>>>

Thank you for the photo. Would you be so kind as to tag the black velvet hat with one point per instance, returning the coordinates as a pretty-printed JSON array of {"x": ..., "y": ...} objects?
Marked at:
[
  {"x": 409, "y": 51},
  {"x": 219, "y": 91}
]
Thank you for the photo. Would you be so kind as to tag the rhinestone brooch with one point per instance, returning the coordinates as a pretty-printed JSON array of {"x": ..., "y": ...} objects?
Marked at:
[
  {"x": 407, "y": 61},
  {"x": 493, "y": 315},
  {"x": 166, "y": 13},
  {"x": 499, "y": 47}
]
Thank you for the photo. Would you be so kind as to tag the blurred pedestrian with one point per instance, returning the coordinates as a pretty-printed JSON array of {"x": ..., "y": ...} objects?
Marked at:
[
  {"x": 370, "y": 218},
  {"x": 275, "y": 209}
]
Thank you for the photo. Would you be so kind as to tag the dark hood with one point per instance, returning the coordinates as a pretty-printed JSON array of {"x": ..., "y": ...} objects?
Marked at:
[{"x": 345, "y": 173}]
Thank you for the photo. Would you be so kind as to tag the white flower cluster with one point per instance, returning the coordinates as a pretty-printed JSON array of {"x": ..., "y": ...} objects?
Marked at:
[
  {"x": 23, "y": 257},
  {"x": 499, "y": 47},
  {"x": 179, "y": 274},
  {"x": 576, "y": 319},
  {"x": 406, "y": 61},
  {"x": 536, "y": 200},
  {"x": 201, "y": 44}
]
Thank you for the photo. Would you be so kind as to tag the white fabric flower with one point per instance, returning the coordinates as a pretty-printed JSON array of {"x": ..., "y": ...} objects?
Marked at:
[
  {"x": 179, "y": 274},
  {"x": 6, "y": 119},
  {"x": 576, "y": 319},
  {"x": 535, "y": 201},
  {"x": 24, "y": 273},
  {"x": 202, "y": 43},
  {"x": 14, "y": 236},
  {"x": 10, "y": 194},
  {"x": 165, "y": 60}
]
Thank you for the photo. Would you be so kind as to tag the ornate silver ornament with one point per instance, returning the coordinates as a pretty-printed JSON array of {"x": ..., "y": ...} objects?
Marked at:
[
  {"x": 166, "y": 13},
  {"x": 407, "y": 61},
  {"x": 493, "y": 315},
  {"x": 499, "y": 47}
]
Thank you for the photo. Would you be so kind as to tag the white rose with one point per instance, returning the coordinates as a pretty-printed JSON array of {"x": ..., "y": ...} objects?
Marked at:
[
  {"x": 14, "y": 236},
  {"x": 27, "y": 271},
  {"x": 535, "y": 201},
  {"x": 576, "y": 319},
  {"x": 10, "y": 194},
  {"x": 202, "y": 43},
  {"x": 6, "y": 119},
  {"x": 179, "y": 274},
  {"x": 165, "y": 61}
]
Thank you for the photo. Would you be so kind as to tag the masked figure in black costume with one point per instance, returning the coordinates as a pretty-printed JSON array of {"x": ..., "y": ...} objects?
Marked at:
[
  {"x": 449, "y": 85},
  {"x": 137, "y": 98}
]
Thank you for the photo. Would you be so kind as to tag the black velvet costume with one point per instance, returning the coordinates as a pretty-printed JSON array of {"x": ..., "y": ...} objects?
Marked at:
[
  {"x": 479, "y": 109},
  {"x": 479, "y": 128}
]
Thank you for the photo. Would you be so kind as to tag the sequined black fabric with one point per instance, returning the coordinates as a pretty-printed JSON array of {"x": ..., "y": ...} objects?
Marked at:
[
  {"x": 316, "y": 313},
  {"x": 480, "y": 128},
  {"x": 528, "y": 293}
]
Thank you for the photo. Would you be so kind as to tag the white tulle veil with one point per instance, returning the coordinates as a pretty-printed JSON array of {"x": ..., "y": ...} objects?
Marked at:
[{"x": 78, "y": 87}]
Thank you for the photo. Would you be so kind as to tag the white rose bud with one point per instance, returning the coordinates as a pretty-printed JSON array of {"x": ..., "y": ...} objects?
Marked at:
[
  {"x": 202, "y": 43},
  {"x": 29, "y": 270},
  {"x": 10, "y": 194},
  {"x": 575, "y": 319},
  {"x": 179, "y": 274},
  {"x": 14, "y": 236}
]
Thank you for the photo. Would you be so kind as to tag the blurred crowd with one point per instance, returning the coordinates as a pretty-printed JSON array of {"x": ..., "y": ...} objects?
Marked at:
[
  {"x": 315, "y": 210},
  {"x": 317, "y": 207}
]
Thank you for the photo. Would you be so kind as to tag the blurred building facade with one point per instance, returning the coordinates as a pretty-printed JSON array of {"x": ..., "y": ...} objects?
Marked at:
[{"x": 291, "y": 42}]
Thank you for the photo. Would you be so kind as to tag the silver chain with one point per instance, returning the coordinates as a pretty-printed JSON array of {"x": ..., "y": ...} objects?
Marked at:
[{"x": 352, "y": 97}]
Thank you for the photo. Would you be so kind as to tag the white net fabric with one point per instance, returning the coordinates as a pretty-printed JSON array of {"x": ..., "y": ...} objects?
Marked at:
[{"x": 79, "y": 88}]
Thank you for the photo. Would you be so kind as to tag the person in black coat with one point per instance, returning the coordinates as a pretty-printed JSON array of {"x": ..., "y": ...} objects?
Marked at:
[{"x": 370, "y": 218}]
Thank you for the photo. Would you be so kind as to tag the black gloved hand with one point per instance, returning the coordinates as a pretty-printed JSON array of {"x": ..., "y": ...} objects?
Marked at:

<<<

### [Set task]
Add 35 to every coordinate value in the answers, and reproduce only the lines from the line containing "the white net" up to and including the final line, with the requests included.

### [Correct output]
Thank you for the photo. Would you be so kind as to tag the white net fabric with one point per instance, returning the coordinates as a pretty-printed JSON array of {"x": ..., "y": ...} objects?
Marked at:
[{"x": 114, "y": 123}]
Thank you for the photo. Would you be so kind as to tag the person in black coat with one point per instance, returning the coordinates as a pretty-printed JSON array of {"x": ..., "y": ...} objects?
Marked at:
[{"x": 405, "y": 253}]
Thank you for the photo. Would you be so kind as to tag the black gloved hand with one point per instance, returning the coordinates as a pretty-printed JSON array of {"x": ..., "y": ...} objects?
Marked at:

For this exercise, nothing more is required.